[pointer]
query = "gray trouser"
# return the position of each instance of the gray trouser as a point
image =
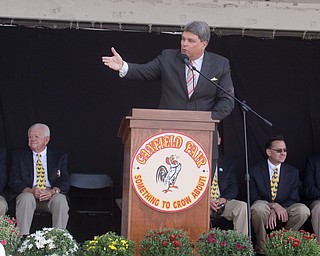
(260, 211)
(3, 206)
(315, 217)
(236, 211)
(27, 204)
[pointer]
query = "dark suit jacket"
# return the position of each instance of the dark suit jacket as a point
(171, 70)
(22, 171)
(227, 177)
(312, 178)
(3, 172)
(288, 187)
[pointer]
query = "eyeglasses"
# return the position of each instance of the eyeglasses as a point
(279, 150)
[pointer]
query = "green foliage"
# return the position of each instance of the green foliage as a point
(288, 242)
(166, 242)
(109, 244)
(9, 235)
(221, 242)
(49, 242)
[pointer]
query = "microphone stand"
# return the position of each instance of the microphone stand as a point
(245, 108)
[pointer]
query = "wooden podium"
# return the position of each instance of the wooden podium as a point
(141, 124)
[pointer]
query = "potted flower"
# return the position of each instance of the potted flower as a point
(109, 244)
(223, 242)
(165, 242)
(288, 242)
(49, 242)
(9, 235)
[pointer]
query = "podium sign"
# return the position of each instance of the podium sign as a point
(167, 170)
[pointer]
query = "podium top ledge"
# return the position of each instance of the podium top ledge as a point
(171, 115)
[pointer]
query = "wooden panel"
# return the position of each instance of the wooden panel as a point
(137, 217)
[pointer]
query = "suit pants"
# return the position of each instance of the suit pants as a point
(26, 204)
(3, 206)
(260, 211)
(315, 217)
(236, 211)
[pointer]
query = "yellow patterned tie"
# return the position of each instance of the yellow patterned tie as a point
(214, 187)
(41, 176)
(274, 183)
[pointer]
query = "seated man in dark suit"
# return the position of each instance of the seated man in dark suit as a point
(224, 194)
(274, 192)
(3, 182)
(312, 191)
(40, 180)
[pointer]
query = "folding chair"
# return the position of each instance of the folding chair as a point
(91, 205)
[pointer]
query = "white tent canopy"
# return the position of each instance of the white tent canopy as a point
(294, 17)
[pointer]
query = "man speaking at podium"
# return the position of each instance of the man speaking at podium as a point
(183, 88)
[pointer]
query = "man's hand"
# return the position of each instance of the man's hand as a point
(45, 194)
(272, 221)
(281, 212)
(114, 62)
(216, 205)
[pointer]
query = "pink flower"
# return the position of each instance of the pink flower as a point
(238, 246)
(211, 239)
(223, 243)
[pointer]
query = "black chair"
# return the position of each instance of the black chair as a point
(91, 205)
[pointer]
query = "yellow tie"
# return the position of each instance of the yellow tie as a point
(274, 183)
(214, 187)
(41, 176)
(190, 81)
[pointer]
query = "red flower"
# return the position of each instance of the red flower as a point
(223, 243)
(172, 237)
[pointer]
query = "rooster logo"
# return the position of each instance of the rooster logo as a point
(169, 177)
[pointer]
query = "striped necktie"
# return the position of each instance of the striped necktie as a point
(214, 187)
(190, 81)
(40, 173)
(274, 183)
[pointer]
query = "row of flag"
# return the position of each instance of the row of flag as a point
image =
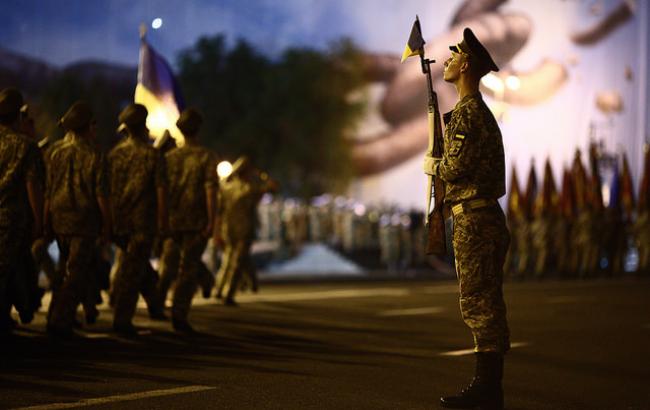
(580, 190)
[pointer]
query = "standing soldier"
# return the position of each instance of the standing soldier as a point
(239, 195)
(473, 168)
(20, 202)
(192, 205)
(139, 209)
(77, 205)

########################################

Transcribe the records verbatim and omit the images.

[pointer]
query = "gray trouser"
# return the position of each instance of the gray trouser as a point
image =
(260, 211)
(3, 206)
(315, 217)
(236, 211)
(27, 204)
[pointer]
query = "dark suit jacket"
# return the position of each instance of the dark suit jacket as a point
(171, 70)
(22, 171)
(227, 177)
(312, 178)
(3, 172)
(288, 187)
[pointer]
query = "eyeglasses"
# return the position of each instance of the eyeglasses as a point
(279, 150)
[pointer]
query = "green foliage"
# return the position of each instance of the green foliage as a point
(288, 242)
(166, 242)
(109, 244)
(9, 235)
(221, 242)
(49, 242)
[pointer]
query = "microphone stand"
# return the position of each instance of the microphone stand as a point
(245, 108)
[pointer]
query = "wooden podium"
# return the position of each instance of the wooden podium as a point
(141, 124)
[pointer]
query = "potted flower"
# return the position of each instance of the potted flower as a point
(109, 244)
(223, 242)
(165, 242)
(288, 242)
(49, 242)
(9, 235)
[pointer]
query = "podium sign"
# return the position of each instance of the podium sign as a point
(167, 170)
[pointer]
query = "podium top ledge"
# return the position of each instance of the podium top ledge as a point
(171, 115)
[pointer]
query = "wooden panel"
# return the position of each instance of the wooden panel as a point
(137, 217)
[pointer]
query = "suit pants"
# return the position of each instance of the suit pants as a point
(26, 204)
(3, 206)
(260, 211)
(315, 217)
(236, 211)
[pointer]
query = "yellow patterned tie"
# return the position of each instance of the yellow patterned tie as a point
(214, 187)
(41, 176)
(274, 183)
[pointer]
query = "seated man in dark suit"
# return the position of each instance of the seated man in dark suit as a point
(224, 194)
(274, 192)
(3, 182)
(312, 191)
(40, 180)
[pointer]
query = "folding chair"
# return the position of each instance of the folding chair as a point
(91, 205)
[pointer]
query = "white tent canopy"
# return the position of each instance of the white tent canopy as a point
(294, 17)
[pointer]
query = "man speaking at podium"
# return the position of each instance of the man speaking at podium as a point
(183, 88)
[pointer]
query = "man's hand"
# return the position of each instance of the man's hand as a point
(45, 194)
(272, 221)
(281, 212)
(114, 62)
(216, 205)
[pointer]
query = "pink flower"
# return the position of each instance of the pink flower as a point
(238, 246)
(211, 239)
(223, 243)
[pointer]
query = "black chair"
# return the position of each instance of the black chair as a point
(91, 205)
[pointer]
query = "yellow tie"
# return the position of each instance of the yellow tie as a point
(274, 183)
(214, 187)
(41, 176)
(190, 81)
[pointer]
query = "red flower"
# return the position of each instance of the red flower as a point
(223, 243)
(172, 237)
[pointer]
query = "rooster logo"
# return the position of each instance of the rooster logo as a point
(169, 177)
[pointer]
query = "striped necktie"
# return the position of each instance of the striped necktie as a point
(214, 187)
(190, 81)
(40, 173)
(274, 183)
[pointer]
query = "row of flag"
# return the position of each instance of the row of flag as a point
image =
(580, 190)
[pointer]
query = "standing soldier"
# return the position of each instance of the standing soldier as a point
(239, 195)
(473, 168)
(20, 202)
(192, 205)
(139, 209)
(77, 205)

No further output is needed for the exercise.